■ The task ■
Copy every line of the data exactly, leaving nothing out.

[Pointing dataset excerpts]
[BEGIN]

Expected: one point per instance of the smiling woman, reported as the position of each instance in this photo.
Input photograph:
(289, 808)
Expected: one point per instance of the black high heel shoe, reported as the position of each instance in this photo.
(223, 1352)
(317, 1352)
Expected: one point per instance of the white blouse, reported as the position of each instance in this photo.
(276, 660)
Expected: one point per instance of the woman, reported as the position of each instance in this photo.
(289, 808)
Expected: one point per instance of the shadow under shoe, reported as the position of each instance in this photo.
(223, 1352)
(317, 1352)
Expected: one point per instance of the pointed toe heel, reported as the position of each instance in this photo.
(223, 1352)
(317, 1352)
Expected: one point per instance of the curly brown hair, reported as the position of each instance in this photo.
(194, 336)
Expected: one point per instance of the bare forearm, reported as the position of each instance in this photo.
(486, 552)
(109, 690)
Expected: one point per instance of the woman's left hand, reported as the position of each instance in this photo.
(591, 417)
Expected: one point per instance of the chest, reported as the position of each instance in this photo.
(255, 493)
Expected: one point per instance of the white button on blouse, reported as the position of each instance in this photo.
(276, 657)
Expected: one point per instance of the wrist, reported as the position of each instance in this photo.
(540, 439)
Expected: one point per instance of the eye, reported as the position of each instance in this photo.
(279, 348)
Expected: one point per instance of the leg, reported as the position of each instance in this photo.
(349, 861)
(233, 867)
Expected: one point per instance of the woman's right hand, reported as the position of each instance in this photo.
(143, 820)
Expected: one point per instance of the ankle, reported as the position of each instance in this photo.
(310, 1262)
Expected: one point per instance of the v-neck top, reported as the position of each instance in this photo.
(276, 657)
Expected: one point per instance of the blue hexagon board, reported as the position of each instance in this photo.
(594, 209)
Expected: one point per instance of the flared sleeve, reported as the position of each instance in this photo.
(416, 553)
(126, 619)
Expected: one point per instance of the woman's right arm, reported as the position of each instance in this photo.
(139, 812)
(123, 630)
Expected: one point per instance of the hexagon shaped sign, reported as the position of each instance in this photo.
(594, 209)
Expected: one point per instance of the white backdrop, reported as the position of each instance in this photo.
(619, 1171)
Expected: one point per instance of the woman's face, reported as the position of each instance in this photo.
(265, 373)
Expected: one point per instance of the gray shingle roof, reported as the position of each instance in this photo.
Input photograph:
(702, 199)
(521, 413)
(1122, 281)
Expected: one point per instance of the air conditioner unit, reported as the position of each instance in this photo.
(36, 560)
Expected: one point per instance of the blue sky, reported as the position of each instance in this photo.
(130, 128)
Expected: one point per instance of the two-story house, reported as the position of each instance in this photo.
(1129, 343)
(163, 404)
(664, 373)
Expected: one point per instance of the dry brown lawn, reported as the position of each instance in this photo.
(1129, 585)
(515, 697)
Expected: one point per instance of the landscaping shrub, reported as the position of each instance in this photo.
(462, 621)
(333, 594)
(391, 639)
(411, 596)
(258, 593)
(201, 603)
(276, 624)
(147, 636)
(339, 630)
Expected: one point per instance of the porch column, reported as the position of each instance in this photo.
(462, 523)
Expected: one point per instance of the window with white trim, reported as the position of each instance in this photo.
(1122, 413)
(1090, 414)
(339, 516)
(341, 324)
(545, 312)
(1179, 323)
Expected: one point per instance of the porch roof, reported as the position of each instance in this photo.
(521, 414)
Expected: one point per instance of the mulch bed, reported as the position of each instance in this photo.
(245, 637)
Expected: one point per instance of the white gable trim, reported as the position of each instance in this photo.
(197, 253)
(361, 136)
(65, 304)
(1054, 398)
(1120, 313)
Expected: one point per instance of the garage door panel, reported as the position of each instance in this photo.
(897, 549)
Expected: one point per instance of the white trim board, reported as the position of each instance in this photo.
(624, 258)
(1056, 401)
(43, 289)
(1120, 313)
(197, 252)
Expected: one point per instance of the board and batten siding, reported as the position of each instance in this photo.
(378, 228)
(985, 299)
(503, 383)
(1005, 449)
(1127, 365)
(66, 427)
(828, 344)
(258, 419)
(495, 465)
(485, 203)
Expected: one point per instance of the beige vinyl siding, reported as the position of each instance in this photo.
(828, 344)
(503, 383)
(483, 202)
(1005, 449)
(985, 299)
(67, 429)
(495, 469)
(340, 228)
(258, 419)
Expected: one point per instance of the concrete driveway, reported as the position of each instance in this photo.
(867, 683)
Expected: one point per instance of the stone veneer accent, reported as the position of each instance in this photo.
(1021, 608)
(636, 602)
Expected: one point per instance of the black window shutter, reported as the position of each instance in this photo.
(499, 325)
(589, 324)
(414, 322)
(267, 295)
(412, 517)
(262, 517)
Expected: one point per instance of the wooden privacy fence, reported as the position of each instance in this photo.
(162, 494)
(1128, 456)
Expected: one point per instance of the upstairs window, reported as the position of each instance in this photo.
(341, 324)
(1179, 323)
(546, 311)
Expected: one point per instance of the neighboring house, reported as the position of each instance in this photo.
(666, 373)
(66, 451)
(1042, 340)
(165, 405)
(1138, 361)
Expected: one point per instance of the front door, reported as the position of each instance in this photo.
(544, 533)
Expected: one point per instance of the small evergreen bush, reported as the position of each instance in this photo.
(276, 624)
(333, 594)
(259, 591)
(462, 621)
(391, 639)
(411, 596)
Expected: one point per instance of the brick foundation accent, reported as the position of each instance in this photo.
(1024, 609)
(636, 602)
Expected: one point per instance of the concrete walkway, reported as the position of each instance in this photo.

[END]

■ Result for this exercise ■
Expected: one point per instance of the smiling woman, reported as the position of each instance in this photo.
Input photograph:
(289, 808)
Expected: one point per instance of the black high heel shoe, reported as the position of each instance in this photo.
(223, 1352)
(317, 1352)
Expected: one point per instance of the white blouse, reported as the position of each instance in this photo.
(276, 660)
Expected: one point per instance of the woman, reported as the position of each instance in this photo.
(289, 808)
Expected: one point per instance of the shadow under shoe, reported as the position of each instance in this photo.
(223, 1352)
(317, 1352)
Expected: one point per instance of the pointed toe heel, reported as the position of each instance in this photo.
(223, 1352)
(317, 1352)
Expected: one point per instance of the curly brown hair, reported as the position of each instance in this photo.
(194, 336)
Expected: one point per instance of the bare forearm, reported as the position of each instance in this photo.
(486, 552)
(109, 690)
Expected: one point per instance of the woman's left hand, reported as the position of each instance in this photo.
(591, 417)
Expected: one point per instance of the chest, reported as the position of each instance in this photo.
(255, 493)
Expected: one point per instance of the white button on blouse, reported as the position of each instance in this photo.
(276, 657)
Expected: one point per instance of the wrist, reported as the position of each instance in this photo.
(540, 439)
Expected: one point per instance of the eye, reported as the position of each instance in this photo.
(279, 348)
Expected: one point per instance of the leg, reported as the position of each instance in this photo.
(349, 861)
(233, 867)
Expected: one point per instance of the woman's right hand, reported as the position of each instance in this photo.
(143, 820)
Expected: one point per instance of the ankle, reported as the position of each instance in this photo.
(310, 1262)
Expected: one point per instance of the v-neck top, reported as the position of each instance in this photo.
(276, 657)
Expected: one point per instance of the blue hexagon board, reported as the position of each instance in this photo.
(594, 209)
Expected: one point per instance of the flared sleeve, reported as the position of each instance in this photo.
(416, 553)
(126, 619)
Expected: one point per instance of the woman's right arm, reported as the position of each instance in this photo.
(139, 812)
(123, 630)
Expected: one point per instance of the hexagon shaped sign, reported as the position of each instance in this photo.
(594, 209)
Expected: one point per instance of the white backdrop, reported as the position of each instance in this photo.
(619, 1171)
Expected: one point per instance of the woman's face, reported as the position of each instance in this photo.
(265, 373)
Expected: one point per instance of the gray shingle roof, reported as the position of each instance in this photo.
Input photograph:
(702, 199)
(521, 413)
(1122, 281)
Expected: one point per instance of the air conditioner unit, reported as the position of each instance in this photo.
(36, 560)
Expected: one point per instance of the blue sky, reported as the position of each instance in this photo.
(130, 128)
Expected: one point per instance of the two-story house, reported as the position of each instance in this photo.
(1129, 343)
(163, 404)
(664, 373)
Expected: one point per instance of the dry brown lawn, reported as the position of each instance in this photo.
(1129, 585)
(515, 697)
Expected: one point per instance of the landscaping shrub, reported as the position of each instance in this photo.
(462, 621)
(333, 594)
(391, 639)
(411, 596)
(258, 593)
(201, 603)
(276, 624)
(147, 636)
(339, 630)
Expected: one point per instance of the porch column, reported as the position of each instance in this photo.
(462, 523)
Expected: one point per instance of the window with white trim, reported as the position of each instance in this photo.
(1122, 413)
(1090, 414)
(339, 516)
(341, 324)
(545, 312)
(1179, 323)
Expected: one point per instance of the porch roof, reported as the position of each instance in this photo.
(521, 414)
Expected: one point per instance of the mulch bed, reported as the position of each instance in this photo.
(245, 637)
Expected: one point per instance of the white gable trim, reported as the position of each instance in this photo.
(197, 253)
(361, 136)
(65, 304)
(1054, 398)
(1120, 313)
Expected: one point per instance of the garage door panel, reported as the position of each instance in this photo.
(897, 549)
Expected: one point per instance of the white trim board, reported as the position of each instance in this photo.
(624, 258)
(1056, 401)
(43, 289)
(1120, 313)
(197, 252)
Expected: one point per instance of the board and batten siding, reported as the position of each instance in this photo.
(378, 228)
(985, 299)
(503, 383)
(1005, 449)
(1127, 365)
(66, 427)
(828, 344)
(258, 419)
(495, 465)
(485, 203)
Expected: one point per instance of the beige vinyl siding, reported as the position of each instance in this photo.
(828, 344)
(503, 383)
(483, 202)
(1005, 449)
(985, 299)
(67, 429)
(495, 469)
(340, 228)
(258, 419)
Expected: one point per instance of the concrete driveway, reported as the position of each instance in this photo.
(867, 683)
Expected: one point per instance of the stone veneer accent, reported as the position of each instance in this photo.
(1021, 608)
(636, 602)
Expected: one point per instance of the black window shutter, reported as the position of each instance in this photo.
(499, 325)
(589, 324)
(414, 322)
(267, 295)
(412, 517)
(262, 517)
Expected: one point per instance of the wooden privacy fence, reported as the position of each instance in this photo.
(162, 494)
(1128, 456)
Expected: one point per instance of the upstairs window, reported as the position of each instance in this photo.
(341, 324)
(1179, 323)
(546, 311)
Expected: one point per instance of the neighboring house, reported as the position of each instance in this photo.
(666, 373)
(66, 451)
(1042, 340)
(165, 405)
(1138, 361)
Expected: one point per instance of the front door, reported as the position of each instance in this photo.
(544, 533)
Expected: one point per instance of the small evergreen bush, reported as the position of each instance in this photo.
(276, 624)
(333, 594)
(259, 591)
(462, 621)
(391, 639)
(411, 596)
Expected: one point per instance of the brick foundation accent, reported as the position of each instance in this photo.
(1024, 609)
(636, 602)
Expected: one point per instance of the concrete walkway, reported as the position of each instance in this photo.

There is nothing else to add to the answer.